Tasks for this exercise
[a] From the announcement of the Net-Zero Energy talk, retype the passage starting with "A compelling case" and going on through "in Washington, DC.".
[b] In the announcement of the Net-Zero Energy talk, what is the American Geophysical Union Headquarters building the first in the United States to do?

Reading passage
Friday, Feb. 22: Roger Frechette, III, PE, LEED AP
“Net-Zero Energy Renovations: American Geophysical Union Headquarters Building – A Case Study”
Join Roger Frechette, managing principal of Interface Engineering, for an informative presentation on Net-Zero Energy renovations. The presentation focuses on a methodology and approach to building renovations seeking to achieve a ‘Net-Zero Energy’ or ‘Positive Energy’ result, and will touch on many strategies currently being used in Net-Zero Energy buildings across the country.
A compelling case study for the American Geophysical Union (AGU) Headquarters Building will be offered to demonstrate the process the design team used to distill available sustainable options down to a select ‘bundle’ of strategies to achieve the Net-Zero goal. Frechette will highlight both the opportunities and challenges associated with the design, construction and commissioning of Net-Zero projects.
The American Geophysical Union Headquarters building is the first building in the United States to be heated and cooled primarily from the city’s municipal sewer system. It is also the largest example of a DC direct current electrical distribution system serving the lighting and workstations. When complete, the newly renovated AGU building will be the first to achieve Net-Zero Energy in Washington, DC.
His presentation will begin at 3 pm at the CIVS Immersive Theater on the Purdue University Northwest Hammond Campus in Hammond, IN.
With over 30 years of experience, Frechette is well known in the world of architecture, engineering and sustainable infrastructure as a leader in high performance design. Frechette specializes in energy efficiency and conservation, using advanced modeling, simulation and energy analysis to provide clients with the most comprehensive, cost effective, resilient and sustainable solutions. He has extensive experience in designing mechanical, electrical and plumbing systems for significant building and critical public infrastructure. As Managing Principal and Principal Engineer in the Washington, DC office of Interface Engineering, he is responsible for the design of the MEP systems and overall engineering management on a variety of projects within the continental United States and around the world.
Some of Frechette’s more noteworthy projects include The Burj Khalifa, Dubai, the world’s tallest building and man-made structure, the Pearl River Tower, Guangzhou, China, the world’s most energy efficient tall building and the Smithsonian’s National Museum of American History Flag Hall, the resting place for the Star-Spangled Banner.
Frechette is a Senior Fellow with the Design Futures Council, a global network of design community professionals, and a frequent lecturer and author on high-performance design and green engineering. In 2004, the United States Congress recognized him for his work in sustainability.
Friday, March 29: Samir Ginde, M.S.

Information shown
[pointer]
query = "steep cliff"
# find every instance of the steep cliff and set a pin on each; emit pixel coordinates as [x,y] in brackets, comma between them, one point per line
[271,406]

Final answers
[a]
A compelling case study for the American Geophysical Union (AGU) Headquarters Building will be offered to demonstrate the process the design team used to distill available sustainable options down to a select ‘bundle’ of strategies to achieve the Net-Zero goal. Frechette will highlight both the opportunities and challenges associated with the design, construction and commissioning of Net-Zero projects.
The American Geophysical Union Headquarters building is the first building in the United States to be heated and cooled primarily from the city’s municipal sewer system. It is also the largest example of a DC direct current electrical distribution system serving the lighting and workstations. When complete, the newly renovated AGU building will be the first to achieve Net-Zero Energy in Washington, DC.

[b] It is the first building in the United States to be heated and cooled primarily from the city's municipal sewer system.